- 作業要件:
1. 以下の内部監査部門に関する本文を読み、次の問いに答えてください。
(a) 筆者はこれまでに何社の内部監査部門で働いてきましたか。
(b) 転職を検討していた当時、筆者はどこに勤めていましたか。
(c) 呼称が会社によって異なる部署について、本文ではどの用語に統一していますか。
2. 以下の内部監査部門に関する本文について、最後の行に続く部分を書き継いでください。
--- 引用本文 ---
内部監査部門に配属されたら
内部監査部門って、多くの人にとってはあまり馴染みもないし、積極的に配属を希望する部署でもないと思います。今ではこんなnoteを書いている私も、昔、監査法人からの転職を検討していた時には、内部監査部門なんて想定もしていませんでした。しかし、ひょんなことから外資系企業の内部監査部門に入社し、気づけば日系外資系取り混ぜて4社の内部監査部門で働くという経験をすることになりました。
先日X(旧Twitter)で、内部監査部門に配属された若い方が、なぜ自分がとか、いったい何をやったらよいのだろうと戸惑われているのを見かけました。また、十分な業務経験をお持ちの方でも、例えば営業とか財務経理から内部監査部門に異動になり、どうやっていくのが良いのか戸惑われる方も珍しくありません。
このnoteでは、そんな、内部監査部門に配属されて戸惑い、驚かれている方への、何をしていけばよいのかのヒントになればと思います。後半では具体的にどういった領域を見ていけば、良い監査をしやすくなるかについても触れています。
なお、内部監査部門のリーダーとして異動された方が何をしたら良いのか、については別途考察したいと考えておりますが、本稿も監査未経験でリーダーとして異動してきた方にもお役に立つ内容となっています。また、新たに内部監査の仕事をしてみたいと思う方、公認会計士で内部監査支援の仕事をしている方、監査役を務めている方などにも読んでいただきたいです。
はじめに理解しておくこと
内部監査部門(会社によって、監査室、監査部、内部監査部など呼称は様々ですが、ここでは「内部監査部門」という用語で統一します)といっても、実はその「監査」が指す範囲は大変広く、会社によってもまちまちです。したがって、まずは自分の会社の内部監査部門が一体どんな監査を実施しているのか、監査以外に担当している業務があるのかを把握しましょう。私のこれまでの経験では、内部監査部門が担当している業務としては下記のようなものがありました。
親会社各部門や子会社に対する内部監査(一般的に内部監査と呼ばれているもの)
--- 行データ ---
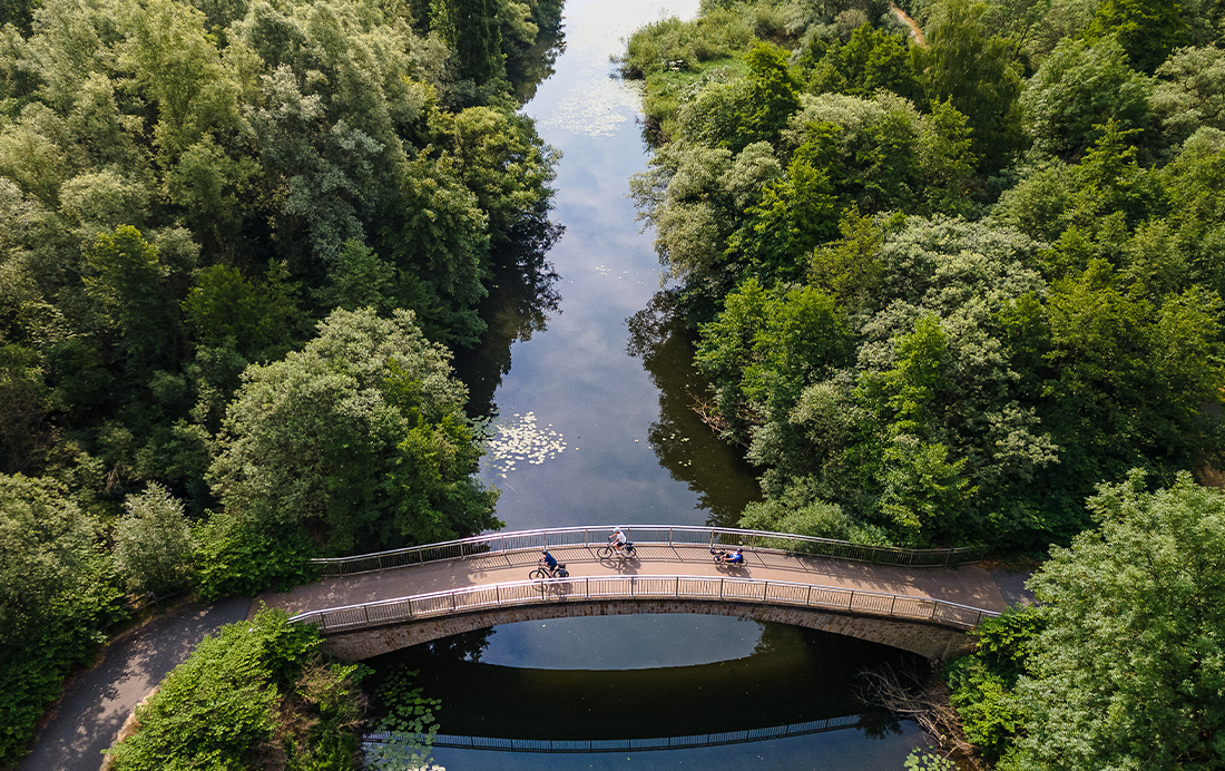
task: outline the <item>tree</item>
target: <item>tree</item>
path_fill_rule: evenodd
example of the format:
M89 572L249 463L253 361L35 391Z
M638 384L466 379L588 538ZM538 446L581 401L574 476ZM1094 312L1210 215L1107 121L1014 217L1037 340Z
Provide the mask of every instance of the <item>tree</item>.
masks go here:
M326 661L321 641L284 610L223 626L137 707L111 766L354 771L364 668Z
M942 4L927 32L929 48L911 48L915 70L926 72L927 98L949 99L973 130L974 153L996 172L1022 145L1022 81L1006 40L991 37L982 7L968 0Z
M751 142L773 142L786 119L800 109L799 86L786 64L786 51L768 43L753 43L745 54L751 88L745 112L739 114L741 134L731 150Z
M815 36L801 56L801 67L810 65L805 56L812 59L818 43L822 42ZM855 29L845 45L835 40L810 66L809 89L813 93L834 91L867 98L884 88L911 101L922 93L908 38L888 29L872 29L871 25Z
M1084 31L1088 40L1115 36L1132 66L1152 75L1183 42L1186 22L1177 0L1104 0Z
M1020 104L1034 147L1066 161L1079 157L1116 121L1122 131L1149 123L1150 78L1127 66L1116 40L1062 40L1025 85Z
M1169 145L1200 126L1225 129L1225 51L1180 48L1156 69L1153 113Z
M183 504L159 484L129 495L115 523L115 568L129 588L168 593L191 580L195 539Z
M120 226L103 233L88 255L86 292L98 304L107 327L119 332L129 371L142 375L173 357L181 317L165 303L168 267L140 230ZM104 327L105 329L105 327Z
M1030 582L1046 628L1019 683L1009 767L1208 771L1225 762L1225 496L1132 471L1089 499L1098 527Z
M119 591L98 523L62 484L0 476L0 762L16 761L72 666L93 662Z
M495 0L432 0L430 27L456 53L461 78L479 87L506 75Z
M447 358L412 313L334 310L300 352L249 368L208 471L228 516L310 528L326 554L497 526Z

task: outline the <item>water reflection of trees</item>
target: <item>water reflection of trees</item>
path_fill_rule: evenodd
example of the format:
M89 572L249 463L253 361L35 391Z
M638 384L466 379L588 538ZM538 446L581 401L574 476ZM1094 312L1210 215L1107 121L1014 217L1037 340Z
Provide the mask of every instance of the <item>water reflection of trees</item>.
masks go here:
---
- 回答一覧:
1.
(a) 日系・外資系を合わせて4社です。
(b) 監査法人です。
(c) 「内部監査部門」です。

2.
内部監査のうち、特にITの分野に特化した監査
J-SOX監査
ISO認証を取るための監査
グループ会社の監査役監査を内部監査部門が実施
監査役監査のサポート
会社によっては、こうした監査の種類によってチームが最初から分かれている場合もあれば、監査の都度、メンバーがアサインされてどの監査にも誰もが取り組むという運用の場合もあります。内部監査部門への配属が決まったら、まず、部門で担当している業務が一体どのようなものなのかをきちんと把握しましょう。本noteでは以下、「親会社各部門や子会社に対する内部監査(一般的に内部監査と呼ばれているもの)」が中心業務となる場合を想定して、何をやっていけば良いのかを述べます。それ以外の領域がメインとなっている場合には、作業を行うためのチェックリストなどが用意されている場合も多いと思うので、まずはそれらに目を通し、部署の上司や以前からいるメンバーに確認を取りながら業務を学んでいくのが基本となります。
内部監査を始める前にやっておきたいこと(部員編)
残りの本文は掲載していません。